▶ What needs to be done
Pick out every line in the entries below that contains the word "visible", and copy each of those lines.

▶ Information supplied
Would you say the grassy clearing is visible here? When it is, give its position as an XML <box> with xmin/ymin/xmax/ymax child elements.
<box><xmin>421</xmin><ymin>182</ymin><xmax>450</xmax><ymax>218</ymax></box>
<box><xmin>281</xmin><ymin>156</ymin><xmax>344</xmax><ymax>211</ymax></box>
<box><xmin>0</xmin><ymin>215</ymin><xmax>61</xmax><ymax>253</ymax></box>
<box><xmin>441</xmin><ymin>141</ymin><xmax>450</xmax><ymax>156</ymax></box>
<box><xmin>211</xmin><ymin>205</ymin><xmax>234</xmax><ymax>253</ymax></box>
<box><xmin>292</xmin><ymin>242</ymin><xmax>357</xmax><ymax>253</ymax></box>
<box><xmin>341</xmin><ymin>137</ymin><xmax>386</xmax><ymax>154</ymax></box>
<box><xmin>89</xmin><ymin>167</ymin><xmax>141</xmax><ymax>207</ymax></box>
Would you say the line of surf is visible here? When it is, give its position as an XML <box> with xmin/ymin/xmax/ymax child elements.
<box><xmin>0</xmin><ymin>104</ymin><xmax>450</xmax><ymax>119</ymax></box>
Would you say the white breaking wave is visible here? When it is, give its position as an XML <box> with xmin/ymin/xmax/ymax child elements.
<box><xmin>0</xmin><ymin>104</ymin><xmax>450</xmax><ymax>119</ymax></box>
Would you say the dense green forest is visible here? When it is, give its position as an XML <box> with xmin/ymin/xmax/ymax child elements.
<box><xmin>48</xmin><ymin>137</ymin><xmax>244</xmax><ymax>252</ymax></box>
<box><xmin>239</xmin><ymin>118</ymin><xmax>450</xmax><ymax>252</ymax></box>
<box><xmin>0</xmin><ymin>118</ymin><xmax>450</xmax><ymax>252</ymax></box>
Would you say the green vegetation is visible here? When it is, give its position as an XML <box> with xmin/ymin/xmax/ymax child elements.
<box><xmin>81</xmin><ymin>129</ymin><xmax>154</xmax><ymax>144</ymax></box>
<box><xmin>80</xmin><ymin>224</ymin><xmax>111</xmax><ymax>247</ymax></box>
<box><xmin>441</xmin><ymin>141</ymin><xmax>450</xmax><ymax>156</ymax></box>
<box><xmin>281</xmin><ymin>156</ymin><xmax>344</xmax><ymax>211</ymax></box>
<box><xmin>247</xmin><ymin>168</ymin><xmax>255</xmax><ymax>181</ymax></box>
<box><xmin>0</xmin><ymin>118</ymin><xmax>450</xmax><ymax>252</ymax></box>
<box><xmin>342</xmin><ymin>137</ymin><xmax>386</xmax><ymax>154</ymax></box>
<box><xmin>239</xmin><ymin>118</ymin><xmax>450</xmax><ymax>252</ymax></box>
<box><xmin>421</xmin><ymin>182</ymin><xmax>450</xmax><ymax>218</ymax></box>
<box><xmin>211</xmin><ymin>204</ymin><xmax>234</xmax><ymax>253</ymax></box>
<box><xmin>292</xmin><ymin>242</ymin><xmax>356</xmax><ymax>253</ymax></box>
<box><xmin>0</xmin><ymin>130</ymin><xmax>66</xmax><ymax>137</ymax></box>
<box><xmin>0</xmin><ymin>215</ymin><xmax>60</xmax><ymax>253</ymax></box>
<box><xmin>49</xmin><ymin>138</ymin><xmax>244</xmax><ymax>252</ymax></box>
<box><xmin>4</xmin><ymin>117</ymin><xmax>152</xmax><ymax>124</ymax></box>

▶ Answer to the exercise
Would you say the grassy clearing is visible here? When it is, give its position as an XML <box> with xmin/ymin/xmax/ymax child elements.
Would you say the line of surf is visible here? When it is, give its position as an XML <box> with xmin/ymin/xmax/ymax child elements.
Would you say the white breaking wave is visible here? When it is, give its position as an XML <box> with xmin/ymin/xmax/ymax child elements.
Would you say the dense green forest is visible here? When it is, give its position as an XML <box> with xmin/ymin/xmax/ymax child elements.
Would you say the green vegetation is visible here? When it is, give its position as an XML <box> with xmin/ymin/xmax/ymax child elements.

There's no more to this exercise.